• Page excerpt:
#####

Not only our API can throw an error, but also other components. This is why the component <NuxtErrorBoundary> was introduced. I'm unsure about its effectiveness compared to the vue lifecycle onError, but all these things need to go in here as part of an error-reporting strategy. More on this: https://nuxt.com/docs/getting-started/error-handling#errors-during-the-vue-rendering-lifecycle-ssr-spa
I see 3 categories of errors, which should be handled and logged differently:
- User relevant errors - the user has done something wrong. These errors should be shown to the user. Logging is not that relevant, because its nothing we should deal with, but maybe good to have them logged somewhere to improve UX by updating user-flows to avoid them. I don't see many cases for this being possible, because we only have limited space for user-input.
- Errors within this application (4-axis https://youtu.be/AdMqCUhvRz8?t=1201 - 4 min). Fatal errors will mostly be Electron internal, but the non-fatal ones are ours to deal with, which I wouldn't care much about as of now. Explicit ones can be logged, and for implicit ones monitoring system resources and user response can help.
- Errors in the API. While also part of non-fatal errors (explicit or implicit), both should IMO not be logged by this instance, but by the API. This includes an API not responding (could be our problem - API is down - or the users - network is disconnected) or returning a 5xx error-code.
A plan for the strategy of handling all errors: For 1st we will need a way to report those errors, which should be discussed with @sclausendk. For 2nd and 3rd, we need a system to centrally report errors and exceptions but also to monitor abnormal system behavior. Logs of the 2nd category should be logged distinguishable from the 3rd. A set of developers should have access to the mentioned system and within a given time-frame (e.g. each month) have a look at the errors logged there and define action-items for handling them.

#####

• Provided data:
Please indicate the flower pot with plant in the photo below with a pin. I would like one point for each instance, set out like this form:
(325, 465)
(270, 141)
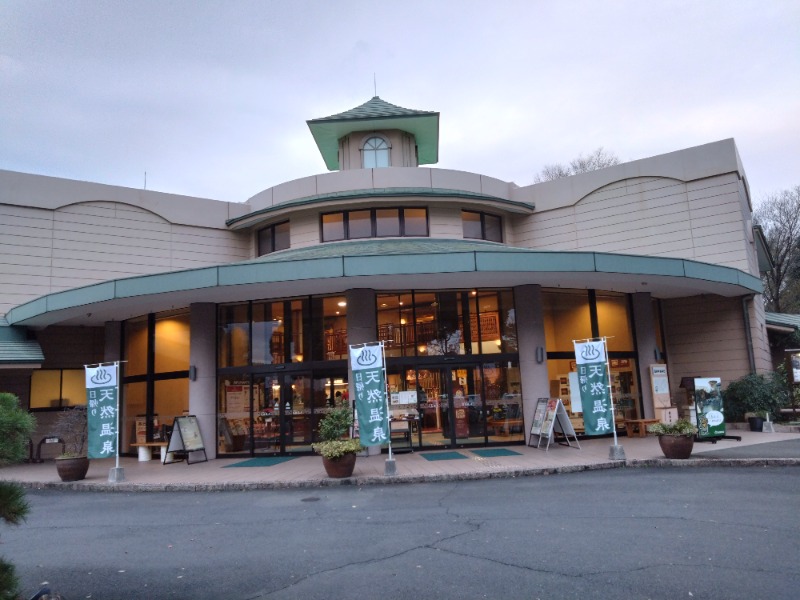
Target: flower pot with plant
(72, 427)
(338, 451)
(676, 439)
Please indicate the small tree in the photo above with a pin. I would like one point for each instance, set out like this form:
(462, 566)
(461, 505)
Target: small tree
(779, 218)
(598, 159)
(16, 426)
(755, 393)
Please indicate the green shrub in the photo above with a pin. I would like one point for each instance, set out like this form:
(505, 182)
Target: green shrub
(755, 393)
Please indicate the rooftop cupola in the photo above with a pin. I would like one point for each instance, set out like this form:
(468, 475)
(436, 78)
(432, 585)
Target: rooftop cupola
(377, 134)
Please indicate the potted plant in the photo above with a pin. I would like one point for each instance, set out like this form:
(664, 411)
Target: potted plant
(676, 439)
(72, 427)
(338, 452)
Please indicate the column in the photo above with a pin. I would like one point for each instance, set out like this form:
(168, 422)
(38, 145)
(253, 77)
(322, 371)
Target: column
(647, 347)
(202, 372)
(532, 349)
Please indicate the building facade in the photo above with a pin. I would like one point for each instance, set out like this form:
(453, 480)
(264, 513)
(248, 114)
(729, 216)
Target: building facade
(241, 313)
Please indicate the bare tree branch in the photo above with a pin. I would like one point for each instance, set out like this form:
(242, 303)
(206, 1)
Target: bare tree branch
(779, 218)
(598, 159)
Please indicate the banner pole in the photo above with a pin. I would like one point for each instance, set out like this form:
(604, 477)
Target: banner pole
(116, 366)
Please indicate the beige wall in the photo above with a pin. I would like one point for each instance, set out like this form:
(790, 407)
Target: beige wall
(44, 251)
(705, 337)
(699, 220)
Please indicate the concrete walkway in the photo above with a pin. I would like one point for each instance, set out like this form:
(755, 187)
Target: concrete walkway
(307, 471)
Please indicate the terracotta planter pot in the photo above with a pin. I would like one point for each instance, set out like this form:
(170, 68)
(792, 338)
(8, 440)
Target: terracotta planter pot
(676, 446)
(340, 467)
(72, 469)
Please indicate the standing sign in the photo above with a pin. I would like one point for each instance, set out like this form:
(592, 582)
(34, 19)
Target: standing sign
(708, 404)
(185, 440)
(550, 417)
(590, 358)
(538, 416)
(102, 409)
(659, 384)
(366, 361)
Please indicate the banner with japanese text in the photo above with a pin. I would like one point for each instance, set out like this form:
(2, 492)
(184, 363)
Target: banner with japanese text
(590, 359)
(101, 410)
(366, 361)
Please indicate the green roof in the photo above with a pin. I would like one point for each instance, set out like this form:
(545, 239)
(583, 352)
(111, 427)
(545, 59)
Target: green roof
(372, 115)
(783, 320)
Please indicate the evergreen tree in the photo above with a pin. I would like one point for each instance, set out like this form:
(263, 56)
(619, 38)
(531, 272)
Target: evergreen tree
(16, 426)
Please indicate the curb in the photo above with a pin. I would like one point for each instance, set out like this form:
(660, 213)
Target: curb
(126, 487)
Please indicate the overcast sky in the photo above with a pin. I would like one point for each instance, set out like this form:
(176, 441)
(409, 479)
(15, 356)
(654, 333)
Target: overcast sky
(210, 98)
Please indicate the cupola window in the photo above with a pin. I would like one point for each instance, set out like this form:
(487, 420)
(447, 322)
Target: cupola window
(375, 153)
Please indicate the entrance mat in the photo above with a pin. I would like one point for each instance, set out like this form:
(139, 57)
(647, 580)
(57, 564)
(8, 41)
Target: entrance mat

#####

• Tasks to carry out:
(a) In the entries, swap "overcast sky" for "cloudy sky" from the line with "Please indicate the overcast" up to and including the final line of the entries. Write out only those lines, with everything else left as it is.
(b) Pick up the discussion of the error-reporting strategy after its last sentence and carry it further.

• Exercise results:
(a)
Please indicate the cloudy sky in the photo above with a pin. I would like one point for each instance, set out like this form:
(176, 441)
(409, 479)
(15, 356)
(654, 333)
Target: cloudy sky
(210, 98)
Please indicate the cupola window in the photo above with a pin. I would like one point for each instance, set out like this form:
(487, 420)
(447, 322)
Target: cupola window
(375, 153)
Please indicate the entrance mat in the photo above with a pin. I would like one point for each instance, set out like this form:
(139, 57)
(647, 580)
(57, 564)
(8, 41)
Target: entrance mat

(b)
Development-tasks I see to fulfill the plan above:
- Decide on a system for reporting errors and logs and implementing it for Web and Electron.
- (low) Find out if there's a way of logging and reporting fatal errors (e.g. MacOS has crash-reports)
- (low) Define which system-metrics and user-actions to log to supervise implicit, non-fatal errors.
Next Steps: This is just a set of ideas I have. @kkuepper Would be nice to get your opinion on this.
Something like Bugsnag or Sentry could be nice, but I don't think they are self-hostable if that's a requirement.
I'd like to use ApplicationInsights for logging since we use that in the other projects as well. It probably makes sense that I set this up. Sometimes it makes sense to use a more native solution for crash reporting. E.g. we use AppCenter for our Xamarin apps. That might be necessary in addition to ApplicationInsights, since it can't always be guaranteed that we manage to log to ApplicationInsights.
Do you have some examples for User relevant errors? Do you mean searching for something that doesn't exist and show a message that there are no results?
Do you have some examples for User relevant errors?
In general everything the user has access to change something - any kind of input. Search shouldn't have user-related errors (e.g. an empty search result is not an error), but when creating a playlist where one with the same name already exists is something we might not want to allow ... Another example is when opening a link which cannot be resolved by the router. The above is just a very general statement from my side. You could categorize them as explicit non-fatal errors on the 4-axis, but I still see them in a different responsibility - of the user.
Should this be discussed at the upcoming frivillighetshelg? Would be nice to get something working (ref #270).
@sifferhans yes. that's a good idea. I will be joining remotely. Your comment makes it sound like you'll be working on bmm-web as well?
@sifferhans yes. that's a good idea. I will be joining remotely. Your comment makes it sound like you'll be working on bmm-web as well?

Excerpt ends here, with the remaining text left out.